### Text to read
========
'Learning to kick a football in a suburban schoolyard. Finding your feet as a young black dancer. Discovering your grandfather’s poetry. Meeting Nelson Mandela at your local church. Facing racism from those who should protect you. Dreading a visit to the hairdresser. House-hopping across the suburbs. Being too black. Not being black enough. Singing to find your soul, and then losing yourself.
'Welcome to African Australia. Compiled by award-winning author Maxine Beneba Clarke, with curatorial assistance from writers Ahmed Yussuf and Magan Magan, this anthology brings together the regions of Africa, and the African diaspora, from the Caribbean to the Americas. Told with passion, power, and poise, these are the stories of African-diaspora Australians: diverse, engaging, hopeful and heartfelt.'
Source: Publisher's blurb.
Dedication: For Africa, where we originated.
For Australia, our home.
'African-diaspora Australians are settlers, albeit black-bodied, on black land — Aboriginal land — of which sovereignty has never been ceded. For all the othering and discrimination faced by African-diaspora Australians in the current climate, there is no escaping the perhaps uncomfortable reality that we, the colonised, are sometimes also we, the colonisers. Any discussion of blackness in an Australian context must be set against the history of this truth: we, too, are settlers here.' (Introduction)
'When we first moved to Australia, we lived in a small country town in the deep south of Western Australia. It was potato country. Everyone there, from memory, was a potato farmer or was somehow related to the region's famous potato-farming family, the Bendottis. They owned almost all of the land in the area. We lived on a Bendotti farm, and ate Bendotti potatoes straight out of the ground.' (Introduction)
'The sharp sting on my thigh brings my mind back to the present, and I look up to see Mama's face glaring at me disapprovingly as Pastor Mnisi continues to scream into the microphone, beads of sweat trickling down his forehead. Naledi's smirking face pops out from behind Mama's shoulder, and she shakes her head at me in feigned disapproval. It's been two hours now, and it doesn't seem like we are any closer to the praise-and-worship part of the day. These visiting pastors always have to make a show of it, as though we have all the time in the world, like in Africa.' (Introduction)
My daughter's daughter, you have come? She stretched to her toes and reached out to kiss my cheek, but she could only manage to reach my neck - I was too tall, no longer the child she once held in her arms. (Introduction)
========
### Requirements
From the text on African-diaspora Australians, extract the passage starting at "For Australia, our" and ending at "settlers here.' (Introduction)". The entries that follow are not needed here.
========
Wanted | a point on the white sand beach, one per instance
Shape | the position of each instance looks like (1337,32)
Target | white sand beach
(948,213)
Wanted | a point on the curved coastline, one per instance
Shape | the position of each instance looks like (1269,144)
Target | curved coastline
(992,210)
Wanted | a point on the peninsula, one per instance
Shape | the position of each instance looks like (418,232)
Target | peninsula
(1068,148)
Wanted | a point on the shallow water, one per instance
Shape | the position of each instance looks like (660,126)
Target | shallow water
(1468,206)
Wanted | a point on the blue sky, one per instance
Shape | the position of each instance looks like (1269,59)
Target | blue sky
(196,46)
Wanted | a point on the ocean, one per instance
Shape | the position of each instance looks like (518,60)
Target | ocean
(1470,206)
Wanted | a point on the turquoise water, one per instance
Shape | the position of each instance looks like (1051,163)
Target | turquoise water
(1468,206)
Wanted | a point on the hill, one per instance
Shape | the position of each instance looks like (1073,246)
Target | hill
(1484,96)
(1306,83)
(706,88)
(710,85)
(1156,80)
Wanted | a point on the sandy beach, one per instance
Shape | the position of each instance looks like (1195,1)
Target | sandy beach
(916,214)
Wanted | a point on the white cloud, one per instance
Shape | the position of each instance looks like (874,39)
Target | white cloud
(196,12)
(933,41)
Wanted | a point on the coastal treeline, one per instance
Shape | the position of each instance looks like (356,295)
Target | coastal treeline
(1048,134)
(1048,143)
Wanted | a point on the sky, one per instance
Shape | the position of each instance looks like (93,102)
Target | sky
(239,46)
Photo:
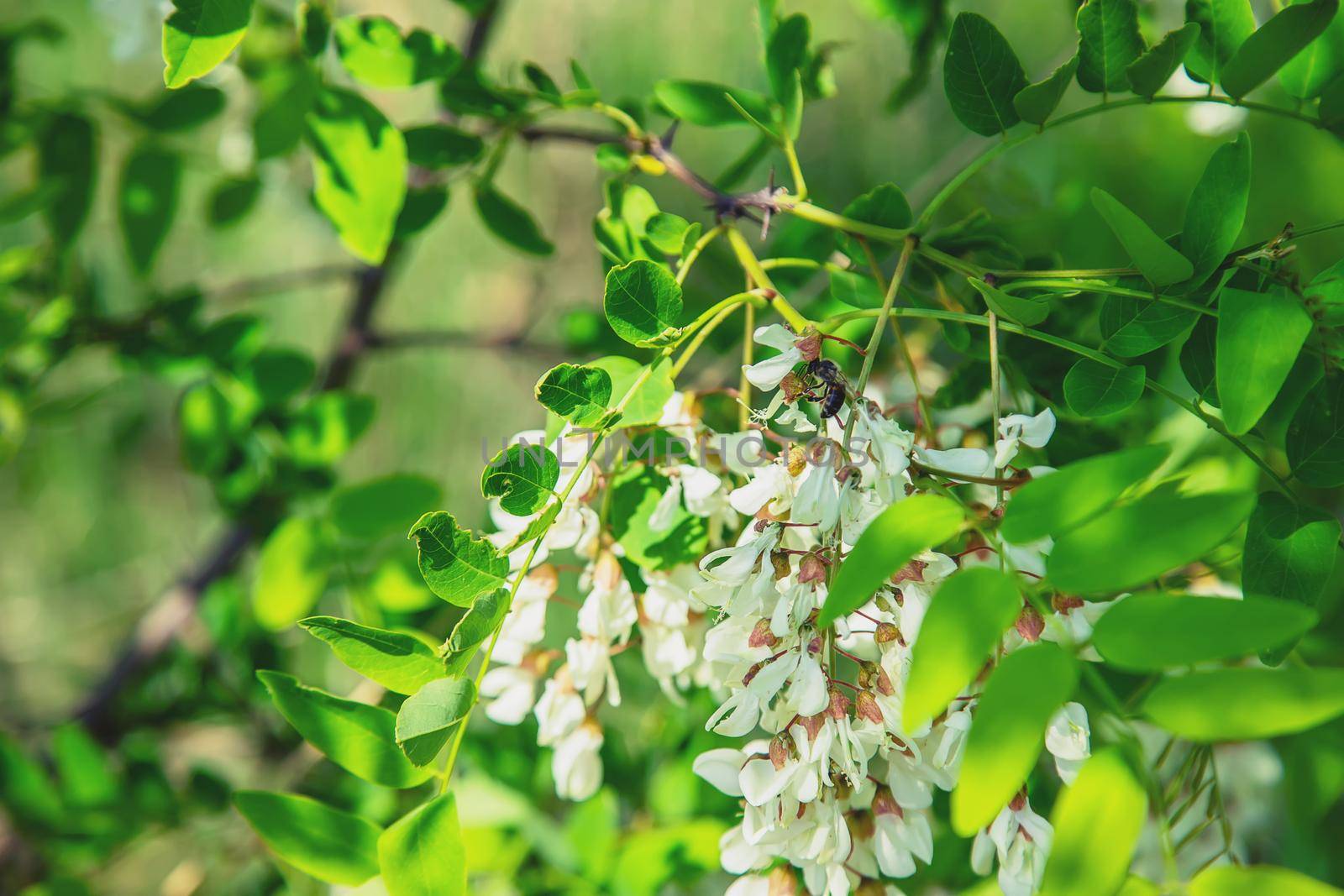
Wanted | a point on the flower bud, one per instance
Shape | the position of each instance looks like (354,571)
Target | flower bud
========
### Output of the exercise
For Australia, our home.
'African-diaspora Australians are settlers, albeit black-bodied, on black land — Aboriginal land — of which sovereignty has never been ceded. For all the othering and discrimination faced by African-diaspora Australians in the current climate, there is no escaping the perhaps uncomfortable reality that we, the colonised, are sometimes also we, the colonisers. Any discussion of blackness in an Australian context must be set against the history of this truth: we, too, are settlers here.' (Introduction)